Location labeling records
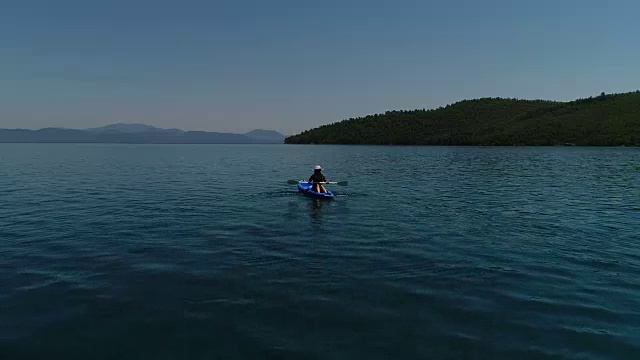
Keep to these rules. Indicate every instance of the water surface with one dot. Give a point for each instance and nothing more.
(204, 252)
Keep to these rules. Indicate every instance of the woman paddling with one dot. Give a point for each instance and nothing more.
(317, 178)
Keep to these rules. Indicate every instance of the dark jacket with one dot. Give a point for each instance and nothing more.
(317, 177)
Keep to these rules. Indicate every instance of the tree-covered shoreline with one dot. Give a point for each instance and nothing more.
(604, 120)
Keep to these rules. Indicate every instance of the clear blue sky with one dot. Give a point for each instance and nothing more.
(293, 65)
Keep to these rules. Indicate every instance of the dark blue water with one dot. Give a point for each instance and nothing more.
(204, 252)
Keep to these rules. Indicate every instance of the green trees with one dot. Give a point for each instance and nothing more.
(603, 120)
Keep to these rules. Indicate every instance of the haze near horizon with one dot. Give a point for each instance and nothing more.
(292, 65)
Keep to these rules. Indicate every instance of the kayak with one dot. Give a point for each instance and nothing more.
(307, 189)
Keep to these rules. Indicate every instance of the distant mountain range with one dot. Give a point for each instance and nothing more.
(137, 134)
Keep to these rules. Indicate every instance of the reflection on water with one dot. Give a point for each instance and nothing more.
(316, 208)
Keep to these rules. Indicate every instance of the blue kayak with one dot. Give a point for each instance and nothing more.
(307, 189)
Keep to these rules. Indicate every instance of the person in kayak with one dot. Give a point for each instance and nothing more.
(316, 178)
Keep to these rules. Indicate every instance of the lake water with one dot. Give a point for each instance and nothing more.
(205, 252)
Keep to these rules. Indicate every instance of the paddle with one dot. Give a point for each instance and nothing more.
(340, 183)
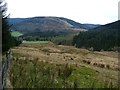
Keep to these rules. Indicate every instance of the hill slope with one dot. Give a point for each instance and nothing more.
(103, 37)
(43, 24)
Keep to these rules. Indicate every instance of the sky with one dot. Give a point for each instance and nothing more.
(82, 11)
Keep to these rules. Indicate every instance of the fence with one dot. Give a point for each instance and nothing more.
(5, 67)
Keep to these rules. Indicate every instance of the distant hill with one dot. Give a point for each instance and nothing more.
(114, 25)
(104, 37)
(42, 24)
(79, 25)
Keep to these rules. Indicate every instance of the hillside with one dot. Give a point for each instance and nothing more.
(43, 24)
(104, 37)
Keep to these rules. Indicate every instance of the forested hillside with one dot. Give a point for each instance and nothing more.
(105, 37)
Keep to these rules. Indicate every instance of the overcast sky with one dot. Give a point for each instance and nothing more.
(83, 11)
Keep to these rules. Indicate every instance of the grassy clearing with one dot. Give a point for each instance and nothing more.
(35, 42)
(52, 66)
(16, 34)
(39, 74)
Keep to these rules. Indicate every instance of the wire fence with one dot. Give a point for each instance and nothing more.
(5, 67)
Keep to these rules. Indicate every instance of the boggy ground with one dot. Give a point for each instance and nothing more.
(67, 67)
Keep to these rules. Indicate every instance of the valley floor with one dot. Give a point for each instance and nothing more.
(67, 66)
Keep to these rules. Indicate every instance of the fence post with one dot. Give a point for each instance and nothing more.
(5, 67)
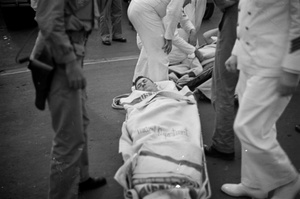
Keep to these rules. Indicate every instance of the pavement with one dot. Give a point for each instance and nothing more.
(26, 133)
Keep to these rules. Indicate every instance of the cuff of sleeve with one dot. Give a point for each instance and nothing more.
(236, 48)
(67, 58)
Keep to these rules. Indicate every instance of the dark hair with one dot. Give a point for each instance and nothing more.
(138, 78)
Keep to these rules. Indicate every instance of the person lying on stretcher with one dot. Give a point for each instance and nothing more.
(143, 83)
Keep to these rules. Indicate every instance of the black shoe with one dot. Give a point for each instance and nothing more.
(297, 128)
(121, 39)
(212, 152)
(108, 43)
(91, 183)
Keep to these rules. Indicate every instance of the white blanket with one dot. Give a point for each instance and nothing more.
(161, 145)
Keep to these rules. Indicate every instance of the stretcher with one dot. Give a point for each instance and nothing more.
(193, 75)
(162, 147)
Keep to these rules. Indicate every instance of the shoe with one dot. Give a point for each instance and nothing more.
(239, 190)
(288, 191)
(107, 43)
(91, 183)
(121, 39)
(297, 128)
(212, 152)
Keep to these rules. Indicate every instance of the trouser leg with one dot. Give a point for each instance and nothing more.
(265, 165)
(224, 83)
(105, 21)
(116, 18)
(69, 163)
(150, 29)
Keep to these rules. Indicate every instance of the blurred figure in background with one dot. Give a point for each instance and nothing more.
(267, 54)
(64, 29)
(111, 22)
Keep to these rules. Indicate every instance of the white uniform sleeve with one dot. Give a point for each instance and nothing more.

- [Your task] Will you set down the records word for word while leaving out every picture?

- [Task answer]
Keep to these rules. Indicate every instance of the water surface with one dot. Give a point for each instance and nothing more.
(204, 252)
Keep to these rules. Indicate every instance of the woman paddling with one dot. Give a point for each instance and nothing more.
(317, 178)
Keep to these rules. Indicate every instance of the dark jacket with one dot. Give a point for each instance and nothing more.
(317, 177)
Keep to these rules. Indicate every instance of the tree-covered shoreline with one dot. Give a point for each instance and nothing more.
(604, 120)
Keep to these rules. Indicate every instance of the clear blue sky with one dot. Give a point for each instance and nothing more.
(293, 65)
Keep to these rules. Indicate every instance of the dark blue water with one dot. Give a point for each instance and nothing more.
(204, 252)
Keep to these rules. Indicate every instance of the green trees with one dot. Give a point for each instance and nothing more.
(603, 120)
Keep to these rules. Indicate every instance of the haze near horizon with one dot. Give a point for each instance and nothing more.
(292, 65)
Keep to these rules. Indicate every instance of the kayak with one dot. Give a point for each instance and nothing more.
(307, 189)
Keep to these rules. Indicate every instance of the distant mountain range with one dot. Give a point for each instance and nothing more.
(137, 134)
Keep to these rules. Indicate every instance of the reflection on water with one dot. Give a point for each instance and nothing more.
(316, 208)
Keep to these rules. Indicate every instance of the blue kayak with one dot. Give a point for each instance and nothing more.
(307, 189)
Keep to these rules. Indicate every instance of the person in kayak with one dot. Give a point for each instance and nothing more.
(316, 178)
Keep to these rules. Indicate every instance of the lake water with one dot. Give a point for each instance and nothing more.
(205, 252)
Keep to these rules. Indicate every instance of the paddle with one dot. Give a point for each instance and nothing more.
(340, 183)
Keep to these rules. Indicate every instance of the hill slope with one dot. Give a point for each instance and nothing more.
(103, 37)
(43, 24)
Keep to these rules. Indicate every instance of the sky with one dot. Give a point for each instance and nothing more.
(82, 11)
Keep to these rules. Indicate every instance of the fence with one dot. Give a point for each instance and nothing more.
(5, 67)
Keep to these rules. Indicate every instance of the distant hill with one dot. Give a point for each instance and nothing more.
(114, 25)
(104, 37)
(42, 24)
(79, 25)
Keep to these rules. Indicate every instance of the hillside with one dot. Give a point for each instance and nothing more.
(43, 24)
(104, 37)
Keep to these rules. Indicate every instance of the forested hillside with one dot. Give a point for each instance and nothing more.
(105, 37)
Keep to these rules. Indicate every instance of the overcast sky with one dot. Give a point for each instance and nothing more.
(83, 11)
Keep to these rules. Indicate every instance of the grassy clearing with one dot. Give a point for each instance and nothing more.
(35, 42)
(52, 66)
(16, 34)
(39, 74)
Keep to these rules. Indicate every instance of the wire fence with one dot. Give a point for each instance and nothing more.
(5, 67)
Keep to these rules. Indicate every instance of the boggy ground with one dot. Give a point for each instance and nothing more.
(67, 67)
Keep to these rules. Indicate every instance of the valley floor with one dot. Give a point for each instance and nothing more.
(67, 66)
Keep to these rules. Indicate every instance of the fence post with one dot. Give a point for each instance and nothing more.
(5, 67)
Keep to these rules. Indicate every instance of the pavement with one dot. Give a point for each instance and nothing more.
(26, 133)
Keep to these rules. Indicate every instance of the cuff of sleeve with one dot. Give a point for each instance and nothing more.
(236, 48)
(67, 58)
Keep to these rules. Indicate every instance of the dark hair with one dot. Give a point for each instance and nothing more.
(138, 78)
Keep to these rules. Indicate every instance of the person lying on stretcher with one dot. Give a point for each instance and nothing more.
(143, 83)
Keep to these rules. Indicate every instance of the black shoe with one dot. Give a point for each instance and nothing more.
(297, 128)
(121, 39)
(212, 152)
(108, 43)
(91, 183)
Keep to these rules. Indicate every instance of the white blanket with one dot. Give a point for each instance and nothing more.
(161, 145)
Keep to these rules. Indicate every instance of the stretcher with one dot. Give a point for each instance and nothing more.
(193, 75)
(162, 147)
Keep to these rules. Indicate every instance of the shoe with one dot. Give a point for each instance and nothing more.
(239, 190)
(288, 191)
(107, 43)
(91, 183)
(121, 39)
(297, 128)
(212, 152)
Keep to these rules. Indicate every instance of the trouser leg with one dot. Give a point for each instance and nothing more.
(265, 165)
(224, 83)
(105, 21)
(116, 18)
(69, 163)
(150, 29)
Keep to these rules. Indicate every instance of the blurred figure in background with one dot. Give a point for each instance and nothing more.
(267, 54)
(64, 29)
(111, 22)
Keep to these rules. Indicate every instance of the white uniform sleeve with one dot. Give a point for each instance and nothing more.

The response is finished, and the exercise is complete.